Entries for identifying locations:
<<<<

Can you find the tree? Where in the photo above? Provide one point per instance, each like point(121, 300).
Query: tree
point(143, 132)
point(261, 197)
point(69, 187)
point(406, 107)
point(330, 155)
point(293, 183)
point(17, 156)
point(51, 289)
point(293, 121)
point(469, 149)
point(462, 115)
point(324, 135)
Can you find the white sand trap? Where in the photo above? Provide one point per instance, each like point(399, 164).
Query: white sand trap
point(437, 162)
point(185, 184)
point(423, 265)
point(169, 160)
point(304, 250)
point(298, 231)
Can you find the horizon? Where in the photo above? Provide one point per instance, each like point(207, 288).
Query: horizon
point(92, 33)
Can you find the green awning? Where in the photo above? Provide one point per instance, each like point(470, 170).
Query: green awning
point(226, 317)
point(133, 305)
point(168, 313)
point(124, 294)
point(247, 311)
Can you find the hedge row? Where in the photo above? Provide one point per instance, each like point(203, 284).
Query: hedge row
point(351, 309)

>>>>

YOUR TASK: Return all of the entries above line for line, with every character unchanged.

OUTPUT:
Can you find the tree? Where in the photo above? Provide one point per instance, each like point(121, 300).
Query: tree
point(143, 132)
point(261, 197)
point(69, 187)
point(406, 107)
point(330, 155)
point(293, 183)
point(17, 156)
point(51, 289)
point(293, 121)
point(469, 149)
point(462, 115)
point(324, 135)
Can you find the white sand trap? Where in the photo above? Provide one point per instance, each like point(399, 164).
Query: white sand trap
point(437, 162)
point(185, 184)
point(423, 265)
point(169, 160)
point(304, 250)
point(298, 231)
Can you find the horizon? Where in the photo above? Provide one point per instance, each like point(207, 288).
Query: horizon
point(92, 33)
Can you find the green awning? Where in the photo above? Provide one point per instance, each like point(470, 170).
Query: green awning
point(226, 317)
point(133, 305)
point(168, 313)
point(124, 294)
point(247, 311)
Can you find the hedge row? Where in the photo above? Provide one point per instance, each like point(203, 284).
Query: hedge row
point(351, 309)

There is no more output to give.